__OBJECTIVE__
Lay out each line of the listing below as a Markdown table with two columns, Row and Line, numbering the rows and leaving out blank lines.

━━━━━━━━

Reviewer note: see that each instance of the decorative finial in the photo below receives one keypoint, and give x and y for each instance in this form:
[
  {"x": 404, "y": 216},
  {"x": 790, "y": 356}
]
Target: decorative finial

━━━━━━━━

__WRITTEN RESPONSE__
| Row | Line |
|---|---|
| 1 | Reviewer note: see that each instance of the decorative finial in the photo below receives one keypoint, and give x and y for each instance in this form: |
| 2 | [ |
| 3 |   {"x": 404, "y": 216}, |
| 4 |   {"x": 790, "y": 356} |
| 5 | ] |
| 6 | Target: decorative finial |